**Задание a:** Перепишите в отрывке о Залецило участок от слов «Но и этой должности» до слов «штатном расписании постоянными.» включительно и поменяйте при этом «директор» на «заведующий».

Новая красивая должность «Мастер Праздника» вызывала естественную гордость в Институте культуры, но тем не менее ни в одном Доме культуры нет ее в штатном расписании. Не было ее и в Зарайске, родном городе Залецило, куда он вернулся с семьей после окончания института по договоренности с отделом культуры горсовета и откуда официально сообщили в Москву (в министерство и институт), что Залецило назначен на должность художественного руководителя Дома культуры.
Но и этой должности в Доме культуры не было. Точнее, при хорошем финансовом состоянии директор мог собственной волей ее учредить, но дела Дома культуры обстояли весьма неважно, и Залецило начали оформлять на те должности, которые были в штатном расписании постоянными.

**Список записей:**
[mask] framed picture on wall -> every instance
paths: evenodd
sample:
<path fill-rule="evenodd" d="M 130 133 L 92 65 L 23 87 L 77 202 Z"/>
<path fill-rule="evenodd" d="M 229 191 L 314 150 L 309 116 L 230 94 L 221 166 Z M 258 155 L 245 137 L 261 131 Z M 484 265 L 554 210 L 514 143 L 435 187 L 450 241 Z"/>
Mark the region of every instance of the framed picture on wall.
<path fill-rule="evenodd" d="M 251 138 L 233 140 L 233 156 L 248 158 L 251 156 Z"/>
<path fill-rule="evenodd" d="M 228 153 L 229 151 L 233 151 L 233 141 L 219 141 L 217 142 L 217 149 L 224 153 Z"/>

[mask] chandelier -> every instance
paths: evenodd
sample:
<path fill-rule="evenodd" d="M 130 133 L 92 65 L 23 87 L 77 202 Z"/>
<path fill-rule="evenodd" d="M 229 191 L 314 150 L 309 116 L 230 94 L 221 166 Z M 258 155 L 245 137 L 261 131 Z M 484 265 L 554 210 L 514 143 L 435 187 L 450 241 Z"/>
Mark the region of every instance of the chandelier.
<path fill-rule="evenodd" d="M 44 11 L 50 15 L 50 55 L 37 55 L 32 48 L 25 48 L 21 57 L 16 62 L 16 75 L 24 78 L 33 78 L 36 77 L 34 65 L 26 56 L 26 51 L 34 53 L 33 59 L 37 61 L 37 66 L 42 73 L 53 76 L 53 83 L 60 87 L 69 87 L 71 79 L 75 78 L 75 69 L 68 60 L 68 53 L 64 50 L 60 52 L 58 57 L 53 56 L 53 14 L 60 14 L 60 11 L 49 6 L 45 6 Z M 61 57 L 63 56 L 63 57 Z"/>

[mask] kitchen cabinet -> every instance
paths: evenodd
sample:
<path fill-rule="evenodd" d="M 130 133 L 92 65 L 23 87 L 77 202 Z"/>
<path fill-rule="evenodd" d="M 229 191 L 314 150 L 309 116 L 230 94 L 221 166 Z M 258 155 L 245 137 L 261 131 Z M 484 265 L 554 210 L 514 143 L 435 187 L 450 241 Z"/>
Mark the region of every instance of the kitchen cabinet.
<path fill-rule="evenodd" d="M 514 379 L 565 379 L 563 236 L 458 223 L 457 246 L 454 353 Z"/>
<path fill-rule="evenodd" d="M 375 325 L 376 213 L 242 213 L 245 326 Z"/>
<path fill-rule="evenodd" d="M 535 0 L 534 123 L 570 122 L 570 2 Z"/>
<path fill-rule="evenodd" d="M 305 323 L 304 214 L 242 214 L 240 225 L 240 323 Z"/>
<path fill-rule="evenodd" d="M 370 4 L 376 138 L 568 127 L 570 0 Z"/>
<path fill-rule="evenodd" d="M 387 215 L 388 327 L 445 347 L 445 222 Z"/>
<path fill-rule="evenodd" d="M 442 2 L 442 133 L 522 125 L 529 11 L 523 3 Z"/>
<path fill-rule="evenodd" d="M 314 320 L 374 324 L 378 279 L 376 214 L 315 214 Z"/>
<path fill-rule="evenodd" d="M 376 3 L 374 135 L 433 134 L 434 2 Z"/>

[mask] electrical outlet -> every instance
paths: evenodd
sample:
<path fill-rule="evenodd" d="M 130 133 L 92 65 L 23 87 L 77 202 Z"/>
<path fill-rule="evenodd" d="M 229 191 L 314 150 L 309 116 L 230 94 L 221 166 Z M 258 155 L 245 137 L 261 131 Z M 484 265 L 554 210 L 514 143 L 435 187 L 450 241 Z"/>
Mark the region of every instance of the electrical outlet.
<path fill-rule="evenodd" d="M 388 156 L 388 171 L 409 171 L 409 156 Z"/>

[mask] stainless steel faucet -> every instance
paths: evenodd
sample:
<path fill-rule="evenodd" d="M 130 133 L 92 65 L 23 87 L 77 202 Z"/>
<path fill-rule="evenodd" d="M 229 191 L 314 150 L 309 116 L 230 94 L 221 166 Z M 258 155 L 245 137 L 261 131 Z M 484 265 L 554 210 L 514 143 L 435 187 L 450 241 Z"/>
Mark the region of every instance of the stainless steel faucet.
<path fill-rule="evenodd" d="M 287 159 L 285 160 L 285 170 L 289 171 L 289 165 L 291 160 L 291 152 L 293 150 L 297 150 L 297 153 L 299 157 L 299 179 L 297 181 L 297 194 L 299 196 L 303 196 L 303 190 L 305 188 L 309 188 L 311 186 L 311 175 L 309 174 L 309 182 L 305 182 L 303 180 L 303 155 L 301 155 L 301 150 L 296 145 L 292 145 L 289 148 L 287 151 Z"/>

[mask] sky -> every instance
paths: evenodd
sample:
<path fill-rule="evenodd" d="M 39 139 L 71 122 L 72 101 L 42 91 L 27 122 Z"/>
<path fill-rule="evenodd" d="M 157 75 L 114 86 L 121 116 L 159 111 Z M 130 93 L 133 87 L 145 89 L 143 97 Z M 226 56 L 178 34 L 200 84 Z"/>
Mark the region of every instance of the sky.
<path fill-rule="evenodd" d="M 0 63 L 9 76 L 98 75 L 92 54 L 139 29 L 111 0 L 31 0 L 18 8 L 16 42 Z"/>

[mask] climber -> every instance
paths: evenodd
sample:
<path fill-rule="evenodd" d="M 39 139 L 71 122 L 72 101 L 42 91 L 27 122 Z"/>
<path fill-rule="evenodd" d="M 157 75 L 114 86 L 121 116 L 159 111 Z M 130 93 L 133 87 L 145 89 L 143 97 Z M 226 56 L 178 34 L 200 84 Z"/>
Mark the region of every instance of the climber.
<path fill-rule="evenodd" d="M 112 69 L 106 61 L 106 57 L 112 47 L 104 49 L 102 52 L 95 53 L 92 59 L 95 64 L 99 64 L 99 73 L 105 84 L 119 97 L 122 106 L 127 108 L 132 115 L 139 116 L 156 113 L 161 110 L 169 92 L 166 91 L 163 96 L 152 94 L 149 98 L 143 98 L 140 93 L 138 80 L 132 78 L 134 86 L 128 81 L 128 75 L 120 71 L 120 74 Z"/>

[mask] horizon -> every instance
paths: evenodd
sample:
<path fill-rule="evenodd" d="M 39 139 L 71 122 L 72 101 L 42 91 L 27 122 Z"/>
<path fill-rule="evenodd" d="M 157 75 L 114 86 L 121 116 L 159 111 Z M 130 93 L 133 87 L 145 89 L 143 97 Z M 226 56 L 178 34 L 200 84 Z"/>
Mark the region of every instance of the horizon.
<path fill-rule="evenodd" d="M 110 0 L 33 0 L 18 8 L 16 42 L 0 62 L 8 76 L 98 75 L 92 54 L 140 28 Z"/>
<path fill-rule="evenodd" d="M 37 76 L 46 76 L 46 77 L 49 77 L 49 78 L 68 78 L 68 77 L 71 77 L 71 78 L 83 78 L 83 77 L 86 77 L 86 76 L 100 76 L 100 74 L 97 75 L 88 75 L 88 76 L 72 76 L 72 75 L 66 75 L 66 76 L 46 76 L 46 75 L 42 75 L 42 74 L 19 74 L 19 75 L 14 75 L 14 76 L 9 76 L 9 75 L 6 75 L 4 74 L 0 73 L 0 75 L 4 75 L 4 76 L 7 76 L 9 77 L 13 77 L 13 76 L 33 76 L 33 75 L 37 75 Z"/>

**Задание b:** Преобразуйте в JSON-список строк участок записей от строки с «[mask] stainless steel» до строки с «287 159 L 285» включительно. Каждой строке должна соответствовать одна строка списка, пустые строки пропустите.

**Результат a:**
Но и этой должности в Доме культуры не было. Точнее, при хорошем финансовом состоянии заведующий мог собственной волей ее учредить, но дела Дома культуры обстояли весьма неважно, и Залецило начали оформлять на те должности, которые были в штатном расписании постоянными.

**Результат b:**
[
  "[mask] stainless steel faucet -> every instance",
  "paths: evenodd",
  "sample:",
  "<path fill-rule=\"evenodd\" d=\"M 130 133 L 92 65 L 23 87 L 77 202 Z\"/>",
  "<path fill-rule=\"evenodd\" d=\"M 229 191 L 314 150 L 309 116 L 230 94 L 221 166 Z M 258 155 L 245 137 L 261 131 Z M 484 265 L 554 210 L 514 143 L 435 187 L 450 241 Z\"/>",
  "Mark the region of every instance of the stainless steel faucet.",
  "<path fill-rule=\"evenodd\" d=\"M 287 159 L 285 160 L 285 170 L 289 171 L 289 165 L 291 160 L 291 152 L 293 150 L 297 150 L 297 153 L 299 157 L 299 179 L 297 181 L 297 194 L 299 196 L 303 196 L 303 190 L 305 188 L 309 188 L 311 186 L 311 175 L 309 174 L 309 182 L 305 182 L 303 180 L 303 155 L 301 155 L 301 150 L 296 145 L 292 145 L 289 148 L 287 151 Z\"/>"
]